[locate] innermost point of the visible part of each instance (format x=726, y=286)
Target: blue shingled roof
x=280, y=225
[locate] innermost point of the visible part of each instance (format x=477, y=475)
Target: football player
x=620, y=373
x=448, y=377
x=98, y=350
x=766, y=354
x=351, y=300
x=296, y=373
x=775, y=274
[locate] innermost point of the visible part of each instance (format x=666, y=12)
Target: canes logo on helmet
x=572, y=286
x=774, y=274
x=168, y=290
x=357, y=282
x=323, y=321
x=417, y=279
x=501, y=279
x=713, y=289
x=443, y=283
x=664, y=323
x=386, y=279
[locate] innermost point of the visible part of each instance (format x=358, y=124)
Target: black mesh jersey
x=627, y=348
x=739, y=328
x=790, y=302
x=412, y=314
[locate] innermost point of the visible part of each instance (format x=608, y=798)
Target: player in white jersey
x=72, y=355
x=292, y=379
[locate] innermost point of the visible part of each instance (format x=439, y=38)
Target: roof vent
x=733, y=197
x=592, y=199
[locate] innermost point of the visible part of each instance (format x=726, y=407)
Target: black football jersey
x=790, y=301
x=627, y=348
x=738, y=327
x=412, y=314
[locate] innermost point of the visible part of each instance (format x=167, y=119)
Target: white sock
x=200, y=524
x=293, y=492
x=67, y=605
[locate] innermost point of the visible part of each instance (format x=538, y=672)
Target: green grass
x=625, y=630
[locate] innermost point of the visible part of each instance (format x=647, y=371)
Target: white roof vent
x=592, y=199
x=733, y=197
◆ ◆ ◆
» **WHAT YOU SHOULD DO**
Return the entries in full, keeping every line exactly as it is.

» **SOLUTION FOR THIS PROBLEM**
[locate] innermost point of the visible part of each instance (format x=726, y=286)
Target: blue shingled roof
x=280, y=225
[locate] innermost point of the visible part of each instance (format x=477, y=475)
Target: football player
x=620, y=373
x=448, y=377
x=98, y=350
x=766, y=354
x=351, y=300
x=296, y=373
x=775, y=274
[locate] innermost point of the visible part of each instance (format x=666, y=12)
Target: canes logo on helmet
x=572, y=286
x=774, y=274
x=168, y=290
x=357, y=282
x=323, y=321
x=417, y=279
x=501, y=279
x=713, y=289
x=443, y=283
x=664, y=323
x=386, y=279
[locate] innermost point of the visible part of each instance (format x=358, y=124)
Target: black mesh jersey
x=627, y=348
x=739, y=328
x=790, y=302
x=412, y=314
[locate] innermost point of the visible part of each instance (format x=608, y=798)
Target: player in white jersey
x=72, y=355
x=292, y=379
[locate] innermost point of the visible part of each instance (format x=439, y=38)
Target: roof vent
x=733, y=197
x=592, y=199
[locate] innermost point of the visible part of each instance (format x=726, y=407)
Target: black football jersey
x=790, y=301
x=627, y=348
x=738, y=327
x=412, y=314
[locate] innermost point of the visible part of each instance (format x=167, y=119)
Target: white sock
x=200, y=524
x=293, y=492
x=67, y=605
[locate] innermost point of the visible part of each instance (format x=538, y=672)
Target: green grass
x=625, y=630
[locate] innermost point of the visible part of each instance (format x=647, y=371)
Target: white roof vent
x=592, y=199
x=733, y=197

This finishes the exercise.